-- Data section follows --

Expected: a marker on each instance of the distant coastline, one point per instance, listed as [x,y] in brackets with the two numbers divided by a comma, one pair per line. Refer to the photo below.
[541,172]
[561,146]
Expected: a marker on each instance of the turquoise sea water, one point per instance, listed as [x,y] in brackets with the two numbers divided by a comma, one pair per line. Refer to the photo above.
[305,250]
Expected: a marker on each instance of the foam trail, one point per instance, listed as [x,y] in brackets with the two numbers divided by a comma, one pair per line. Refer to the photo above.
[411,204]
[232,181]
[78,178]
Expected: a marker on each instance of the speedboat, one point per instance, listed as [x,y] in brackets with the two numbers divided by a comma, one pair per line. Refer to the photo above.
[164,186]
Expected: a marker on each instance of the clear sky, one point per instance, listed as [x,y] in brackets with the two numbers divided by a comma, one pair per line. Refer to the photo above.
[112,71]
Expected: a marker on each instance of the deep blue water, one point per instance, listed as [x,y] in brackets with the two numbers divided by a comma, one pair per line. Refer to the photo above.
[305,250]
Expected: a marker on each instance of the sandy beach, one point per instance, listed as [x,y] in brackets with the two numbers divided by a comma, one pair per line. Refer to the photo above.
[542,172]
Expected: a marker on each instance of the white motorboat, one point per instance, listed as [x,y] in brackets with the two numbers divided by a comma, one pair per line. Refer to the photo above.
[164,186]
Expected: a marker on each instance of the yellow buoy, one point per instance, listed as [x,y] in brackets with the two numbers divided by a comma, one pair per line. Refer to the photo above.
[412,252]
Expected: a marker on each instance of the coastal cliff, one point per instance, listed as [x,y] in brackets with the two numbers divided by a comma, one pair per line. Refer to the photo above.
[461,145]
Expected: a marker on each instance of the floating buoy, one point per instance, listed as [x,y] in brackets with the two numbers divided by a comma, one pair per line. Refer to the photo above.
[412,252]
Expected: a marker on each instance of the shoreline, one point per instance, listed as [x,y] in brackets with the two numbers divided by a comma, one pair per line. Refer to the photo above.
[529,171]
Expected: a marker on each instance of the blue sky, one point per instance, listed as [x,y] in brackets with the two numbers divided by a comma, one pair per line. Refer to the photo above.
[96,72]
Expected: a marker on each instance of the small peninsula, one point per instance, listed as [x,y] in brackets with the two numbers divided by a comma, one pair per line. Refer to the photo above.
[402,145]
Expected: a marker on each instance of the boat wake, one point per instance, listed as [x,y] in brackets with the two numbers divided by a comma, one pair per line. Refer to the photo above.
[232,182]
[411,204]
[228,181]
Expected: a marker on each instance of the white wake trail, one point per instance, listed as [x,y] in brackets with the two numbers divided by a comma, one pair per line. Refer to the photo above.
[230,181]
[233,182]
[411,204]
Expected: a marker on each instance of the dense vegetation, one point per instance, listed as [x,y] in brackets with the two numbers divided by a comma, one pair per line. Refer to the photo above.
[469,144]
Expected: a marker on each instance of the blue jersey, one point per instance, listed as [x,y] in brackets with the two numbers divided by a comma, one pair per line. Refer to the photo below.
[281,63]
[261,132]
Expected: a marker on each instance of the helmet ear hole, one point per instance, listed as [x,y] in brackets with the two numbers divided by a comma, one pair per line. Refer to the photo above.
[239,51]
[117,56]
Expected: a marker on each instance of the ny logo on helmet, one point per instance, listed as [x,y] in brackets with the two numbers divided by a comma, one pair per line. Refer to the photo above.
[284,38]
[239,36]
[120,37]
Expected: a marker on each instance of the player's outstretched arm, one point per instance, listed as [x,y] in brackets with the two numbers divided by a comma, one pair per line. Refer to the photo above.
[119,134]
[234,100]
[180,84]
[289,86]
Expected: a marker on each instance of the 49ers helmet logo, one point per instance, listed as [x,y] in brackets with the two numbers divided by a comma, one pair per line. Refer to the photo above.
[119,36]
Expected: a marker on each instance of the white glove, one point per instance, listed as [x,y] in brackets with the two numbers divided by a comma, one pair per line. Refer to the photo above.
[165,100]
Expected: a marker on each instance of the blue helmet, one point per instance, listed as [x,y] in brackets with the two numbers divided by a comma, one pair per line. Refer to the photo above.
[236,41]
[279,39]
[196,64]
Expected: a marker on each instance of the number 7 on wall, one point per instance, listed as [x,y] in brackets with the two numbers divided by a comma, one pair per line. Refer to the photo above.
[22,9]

-- Data section concluded --

Task to complete - Give the entries again in full, exactly as they are written.

Written response -
Expected: a marker on each instance of the distant coastline, one point per instance, listed as [x,y] in brackets with the two numbers divided by a comma, one pair per line. Refer to the photo below.
[541,172]
[561,146]
Expected: a marker on each instance of the turquoise sea water, one point per instance, listed as [x,y] in brackets with the two numbers divided by a comma, one pair per line. Refer to the photo above.
[305,250]
Expected: a marker on each instance of the foam trail, one point per instance, listed as [x,y] in brackets with the two numbers divided by a comma, one pair per line. Refer to the photo above.
[411,204]
[232,181]
[78,178]
Expected: a marker on each instance of the speedboat, one point per instance, listed as [x,y] in brackets with the two numbers divided by a comma, one pair per line. Refer to the photo above.
[164,186]
Expected: a marker on each instance of the clear sky, one point per instance, listed as [x,y] in brackets with the two numbers divided by a comma, one pair per line. Refer to the photo above.
[112,71]
Expected: a marker on each instance of the deep blue water, one point per instance, listed as [x,y] in brackets with the two numbers divided by a comma, one pair per line. Refer to the photo above.
[305,250]
Expected: a marker on each instance of the sandy beach, one point per instance, listed as [x,y] in brackets with the two numbers divided by a comma, one pair per line. Refer to the photo above.
[542,172]
Expected: a marker on each instance of the white motorboat, one point per instance, listed as [x,y] in brackets with the two numbers divided by a comma, one pair per line. Refer to the photo above.
[164,186]
Expected: a marker on each instance of the yellow buoy, one point per instance, listed as [x,y] in brackets with the two numbers divided by a comma, one pair per line. Refer to the photo above.
[412,252]
Expected: a marker on each instance of the coastal cliff, one point per instance, listed as [x,y] in brackets with the two numbers divided by a comma, one pair per line. Refer to the photo above.
[461,145]
Expected: a marker on each instance of the floating buoy, one point per instance, listed as [x,y] in brackets with the two numbers divided by a comma, one pair per line. Refer to the photo above.
[412,252]
Expected: a marker on each instance of the shoreline, one point per instance, listed as [x,y] in brackets with the two numbers divided by a comma, one pair per line. Refer to the photo above.
[529,171]
Expected: a marker on each instance of the blue sky, one point per instance, listed as [x,y] in brackets with the two numbers divided by a comma, one pair per line. Refer to the photo above.
[96,72]
Expected: a marker on each instance of the small peninsula, one point per instance, listed as [x,y] in brackets with the two numbers divided by a comma, one pair per line. Refer to the photo above.
[402,145]
Expected: a marker on each instance of the boat wake, one point per instance, listed as [x,y] in brackets with the two numbers divided by a comma, one pair per line. Refer to the photo above.
[232,182]
[411,204]
[228,181]
Expected: a marker on each instance of the white wake trail, one point per instance, listed as [x,y] in brackets with the two numbers divided by a comma, one pair per line. Refer to the photo above.
[230,181]
[233,182]
[411,204]
Expected: a marker on each instance of the dense vegetation, one point per instance, listed as [x,y] in brackets with the two numbers divided by a comma, one pair per line. Refer to the photo above.
[469,144]
Expected: a marker on each instance of the blue jersey, one point per instance, listed as [x,y] in brackets with the two numbers divided by a comma, one pair per line. Refer to the photo below.
[281,63]
[261,132]
Expected: a marker on each instance of the helmet ear hole, one point per instance, listed as [x,y] in brackets with the two numbers divided by a comma, one pair per line. Refer to the photo above.
[239,51]
[117,56]
Expected: a marker on each instance of the ny logo on helmet, one point per instance, listed as [x,y] in brackets with the two numbers divided by a comma, one pair per line. Refer to the photo above.
[284,38]
[239,36]
[120,37]
Expected: a marker on each instance of the player's outstretched arm, one point per instance, listed as [x,y] in brackets with the two numbers divided by a comma, one pair per line. Refer to the photo above.
[119,134]
[234,100]
[180,84]
[289,86]
Expected: a marker on each instance of the 49ers helmet logo, one point per instance, listed as [x,y] in brackets with the two numbers divided by a comma, one pair per line. Refer to the photo above.
[119,36]
Expected: a marker on each instance of the white glove, one point per instance, listed as [x,y] in brackets with the two numbers divided by a comma, one pair per line. Refer to the photo above.
[165,100]
Expected: a marker on each instance of the blue helmet, one point per instance, listed as [x,y] in brackets with the two numbers divided by a comma, one pair per line. Refer to the photo above.
[236,41]
[279,39]
[196,64]
Expected: a marker on each instance of the number 7 on wall, one point per instance, listed as [x,y] in brackets with the two numbers divided by a comma, one pair per line. Refer to the photo above.
[22,9]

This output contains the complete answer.